_TASK LIST:_
1. Rewrite the Weta Cave article starting at "Weta Cave Workshop" and ending at "to larger groups.", putting "Christchurch" wherever "Wellington" appears.
2. Name every kind of item that, according to the Weta Cave article, visitors to the original cave can see and sometimes handle.

_EXCERPT:_
- - - - - - -

Weta Cave Workshop Expands for Tour Groups
Hobbit fever is ramping up in Wellington ahead of the third and final installment of Peter Jackson‘s “Hobbit” trilogy and Weta Workshop is expanding to meet demand.
In a bid to cater to growing demand from tour groups for a peek into Wellington’s world-renowned film-making industry, Weta Workshop said on Friday it is expanding the Weta Cave experience to cater to larger groups.
Guarded by enormous Orc statues, the original cave gives people a chance to see and sometimes handle costumes, armor, prosthetics and other props – including full scale tanks and aircraft as well as intricate miniatures – used in some of their favorite movies as well as to meet some of the artists as they work.
Weta Workshop is known for its work on a variety of films including the Lord of the Rings Trilogy, King Kong, The Chronicles of Narnia, Avatar, District9, the Aventures of Tintin, Elysium and The Hobbit Trilogy.
While more than 70,000 people go through its doors each year, it can only cater to around 20 people a time.
The new Weta Cave Experience is in a facility twice the size and has been developed for tour groups of up to 55.

- - - - - - -

_RECORDS PROVIDED:_
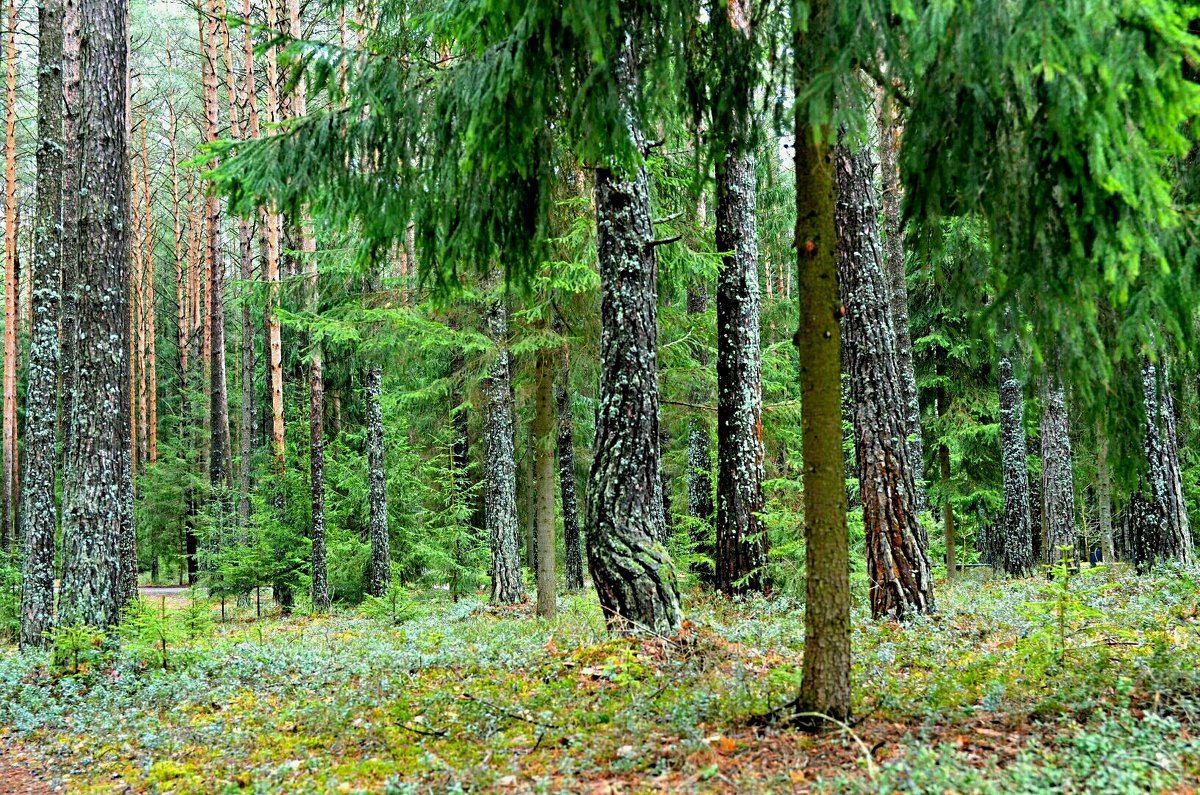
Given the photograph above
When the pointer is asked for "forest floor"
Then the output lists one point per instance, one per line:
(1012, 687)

- - - - - - -

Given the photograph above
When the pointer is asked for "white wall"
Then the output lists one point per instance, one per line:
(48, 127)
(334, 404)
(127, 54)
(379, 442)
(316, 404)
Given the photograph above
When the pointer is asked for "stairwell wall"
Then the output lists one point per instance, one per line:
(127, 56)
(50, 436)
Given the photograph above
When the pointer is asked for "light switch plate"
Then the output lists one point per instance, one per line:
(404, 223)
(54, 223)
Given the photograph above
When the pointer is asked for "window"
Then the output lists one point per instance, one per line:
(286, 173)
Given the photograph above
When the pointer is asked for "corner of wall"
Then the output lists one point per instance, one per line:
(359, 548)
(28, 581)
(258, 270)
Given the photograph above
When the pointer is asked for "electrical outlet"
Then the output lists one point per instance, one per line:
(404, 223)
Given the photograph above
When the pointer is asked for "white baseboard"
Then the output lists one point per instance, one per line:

- - - - - - -

_THE REPLIES:_
1.
Weta Cave Workshop Expands for Tour Groups
Hobbit fever is ramping up in Christchurch ahead of the third and final installment of Peter Jackson‘s “Hobbit” trilogy and Weta Workshop is expanding to meet demand.
In a bid to cater to growing demand from tour groups for a peek into Christchurch’s world-renowned film-making industry, Weta Workshop said on Friday it is expanding the Weta Cave experience to cater to larger groups.

2. costumes, armor, prosthetics, full scale tanks, aircraft, intricate miniatures